[Stored records]

:::

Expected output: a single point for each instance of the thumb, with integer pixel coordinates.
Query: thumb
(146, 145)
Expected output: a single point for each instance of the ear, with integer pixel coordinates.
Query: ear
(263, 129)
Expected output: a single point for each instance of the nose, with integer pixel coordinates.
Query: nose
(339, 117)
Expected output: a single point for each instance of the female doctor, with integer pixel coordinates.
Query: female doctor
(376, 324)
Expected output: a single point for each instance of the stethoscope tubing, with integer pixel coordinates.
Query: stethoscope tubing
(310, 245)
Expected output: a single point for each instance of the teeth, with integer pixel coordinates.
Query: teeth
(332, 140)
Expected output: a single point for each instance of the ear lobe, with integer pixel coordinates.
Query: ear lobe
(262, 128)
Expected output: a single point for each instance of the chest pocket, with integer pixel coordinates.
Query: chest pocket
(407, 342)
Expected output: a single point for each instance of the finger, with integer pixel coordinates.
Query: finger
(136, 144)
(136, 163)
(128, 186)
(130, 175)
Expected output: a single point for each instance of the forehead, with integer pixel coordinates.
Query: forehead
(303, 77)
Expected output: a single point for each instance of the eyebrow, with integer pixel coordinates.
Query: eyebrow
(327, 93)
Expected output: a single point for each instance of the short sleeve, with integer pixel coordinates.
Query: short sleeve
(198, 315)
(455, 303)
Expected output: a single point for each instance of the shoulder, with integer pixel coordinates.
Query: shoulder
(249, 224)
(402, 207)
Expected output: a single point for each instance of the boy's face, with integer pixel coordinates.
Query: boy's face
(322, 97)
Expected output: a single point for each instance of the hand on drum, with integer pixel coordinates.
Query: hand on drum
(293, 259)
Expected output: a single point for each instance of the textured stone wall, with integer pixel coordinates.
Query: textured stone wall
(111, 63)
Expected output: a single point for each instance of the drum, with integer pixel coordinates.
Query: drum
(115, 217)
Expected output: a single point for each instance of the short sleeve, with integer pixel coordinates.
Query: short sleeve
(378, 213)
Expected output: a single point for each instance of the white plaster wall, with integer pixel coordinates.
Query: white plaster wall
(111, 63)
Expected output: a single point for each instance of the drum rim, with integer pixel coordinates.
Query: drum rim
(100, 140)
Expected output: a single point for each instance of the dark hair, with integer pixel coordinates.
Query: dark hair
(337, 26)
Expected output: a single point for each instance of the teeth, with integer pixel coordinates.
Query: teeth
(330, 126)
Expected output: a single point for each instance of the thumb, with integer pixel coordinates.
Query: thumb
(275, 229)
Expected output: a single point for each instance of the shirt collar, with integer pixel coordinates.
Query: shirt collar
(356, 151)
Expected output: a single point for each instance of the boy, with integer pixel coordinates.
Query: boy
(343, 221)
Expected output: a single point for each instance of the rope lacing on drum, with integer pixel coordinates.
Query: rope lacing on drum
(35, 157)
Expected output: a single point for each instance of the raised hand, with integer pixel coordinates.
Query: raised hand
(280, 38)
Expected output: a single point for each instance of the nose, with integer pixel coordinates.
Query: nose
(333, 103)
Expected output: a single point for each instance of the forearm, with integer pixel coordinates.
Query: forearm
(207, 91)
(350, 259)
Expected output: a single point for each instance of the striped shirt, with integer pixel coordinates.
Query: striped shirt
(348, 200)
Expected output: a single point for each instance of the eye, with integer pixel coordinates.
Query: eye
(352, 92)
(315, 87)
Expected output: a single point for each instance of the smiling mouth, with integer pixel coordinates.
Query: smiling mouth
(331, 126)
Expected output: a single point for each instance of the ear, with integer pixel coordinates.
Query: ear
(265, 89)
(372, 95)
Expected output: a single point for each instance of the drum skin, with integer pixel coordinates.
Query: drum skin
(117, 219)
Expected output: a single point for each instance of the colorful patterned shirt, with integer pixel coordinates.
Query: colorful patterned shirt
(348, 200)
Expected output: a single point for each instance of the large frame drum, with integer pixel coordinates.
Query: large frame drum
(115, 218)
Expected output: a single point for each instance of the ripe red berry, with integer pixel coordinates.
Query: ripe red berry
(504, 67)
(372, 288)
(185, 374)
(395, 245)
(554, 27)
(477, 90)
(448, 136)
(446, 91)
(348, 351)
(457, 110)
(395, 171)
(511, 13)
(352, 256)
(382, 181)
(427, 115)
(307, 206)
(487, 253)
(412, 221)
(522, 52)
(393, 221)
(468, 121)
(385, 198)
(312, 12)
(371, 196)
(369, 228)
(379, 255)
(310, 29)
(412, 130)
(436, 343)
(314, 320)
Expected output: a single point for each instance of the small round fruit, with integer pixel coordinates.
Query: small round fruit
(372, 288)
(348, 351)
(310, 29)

:::

→ TASK REQUIREMENTS: Write out each entry above exactly as it is written.

→ RESPONSE BOX:
Expected output: a single point for each instance of the thumb, with integer pixel coordinates.
Query: thumb
(146, 145)
Expected output: a single point for each instance of the ear, with integer pixel coordinates.
Query: ear
(263, 129)
Expected output: a single point for each instance of the nose, with integer pixel coordinates.
Query: nose
(339, 117)
Expected output: a single point for each instance of the female doctor, with integer pixel coordinates.
Query: female doctor
(376, 324)
Expected output: a single point for each instance of the stethoscope tubing, with integer pixel coordinates.
Query: stethoscope tubing
(310, 245)
Expected output: a single point for each instance of the teeth, with integer pixel coordinates.
Query: teeth
(332, 140)
Expected output: a single point for each instance of the ear lobe, with integer pixel coordinates.
Query: ear lobe
(262, 128)
Expected output: a single point for each instance of the chest pocket, with integer pixel coordinates.
Query: chest pocket
(407, 342)
Expected output: a single point for each instance of the finger, with integer pixel coordinates.
Query: finger
(136, 144)
(136, 163)
(128, 186)
(130, 175)
Expected output: a single point for each instance of the forehead, with integer pixel coordinates.
Query: forehead
(303, 77)
Expected output: a single point for each instance of the eyebrow, with integer pixel coordinates.
Query: eyebrow
(327, 93)
Expected output: a single point for each instance of the short sleeve, with integer pixel coordinates.
Query: short sleeve
(198, 315)
(455, 303)
Expected output: a single point for each instance of the shoulder, with integer pixel coordinates.
Query: shoulder
(249, 224)
(402, 207)
Expected output: a single point for each instance of the boy's face, with integer pixel coordinates.
Query: boy's face
(322, 97)
Expected output: a single point for each instance of the hand on drum, with integer pixel coordinates.
Query: hand on drum
(293, 259)
Expected output: a single point for each instance of the textured stone wall, with integer pixel coordinates.
Query: textured stone wall
(111, 63)
Expected output: a single point for each instance of the drum, with integer pixel coordinates.
Query: drum
(115, 217)
Expected output: a single point for each instance of the short sleeve, with integer pixel coordinates.
Query: short sleeve
(378, 213)
Expected output: a single point for each instance of the white plaster wall, with integer pixel coordinates.
Query: white plaster wall
(111, 63)
Expected output: a single point for each instance of the drum rim, with integer pixel coordinates.
Query: drum rim
(100, 140)
Expected output: a single point for each instance of the dark hair, with integer pixel coordinates.
Query: dark hair
(337, 26)
Expected output: a single point for each instance of the teeth, with integer pixel coordinates.
Query: teeth
(330, 126)
Expected output: a single point for each instance of the thumb, with integer pixel coordinates.
Query: thumb
(275, 229)
Expected output: a single point for each instance of the shirt collar, with integer pixel coordinates.
Query: shirt collar
(356, 151)
Expected output: a single point for each instance of the boy, with integer pixel coordinates.
Query: boy
(343, 221)
Expected output: a single point for each instance of the rope lacing on drum, with integer pixel coordinates.
Query: rope lacing on drum
(35, 157)
Expected output: a single point for each instance of the raised hand, with integer pixel coordinates.
Query: raised hand
(280, 38)
Expected output: a single point for each instance of the nose, with integer pixel coordinates.
Query: nose
(333, 103)
Expected output: a single point for each instance of the forearm, with integer pixel coordinates.
Query: forearm
(207, 91)
(350, 259)
Expected output: a single point for each instance of the striped shirt, with integer pixel coordinates.
Query: striped shirt
(348, 200)
Expected output: a single point for each instance of the eye, with integer pixel coordinates.
Query: eye
(352, 92)
(315, 87)
Expected output: a single point for each instance of the smiling mouth, with integer pixel coordinates.
Query: smiling mouth
(331, 126)
Expected output: a single point for each instance of the ear, with integer pixel coordinates.
Query: ear
(265, 89)
(372, 95)
Expected output: a single point for each instance of the drum skin, with integer pixel coordinates.
Query: drum skin
(117, 219)
Expected output: a single point for each instance of the colorful patterned shirt, with integer pixel coordinates.
Query: colorful patterned shirt
(348, 200)
Expected output: a single point for each instance of the large frame drum, with integer pixel coordinates.
Query: large frame drum
(115, 218)
Expected output: a single point for each instance of the ripe red berry, with integer pixel coordinates.
Query: ripe red berry
(504, 67)
(372, 288)
(185, 374)
(395, 245)
(554, 27)
(477, 90)
(448, 136)
(446, 91)
(348, 351)
(457, 110)
(395, 171)
(511, 13)
(352, 256)
(382, 181)
(427, 115)
(307, 206)
(487, 253)
(412, 221)
(522, 52)
(393, 221)
(468, 121)
(385, 198)
(312, 12)
(371, 196)
(369, 228)
(379, 255)
(310, 29)
(412, 130)
(436, 343)
(314, 320)
Expected output: a single point for each instance of the small round fruit, with integer pixel coordinates.
Query: small round fruit
(372, 288)
(348, 351)
(310, 29)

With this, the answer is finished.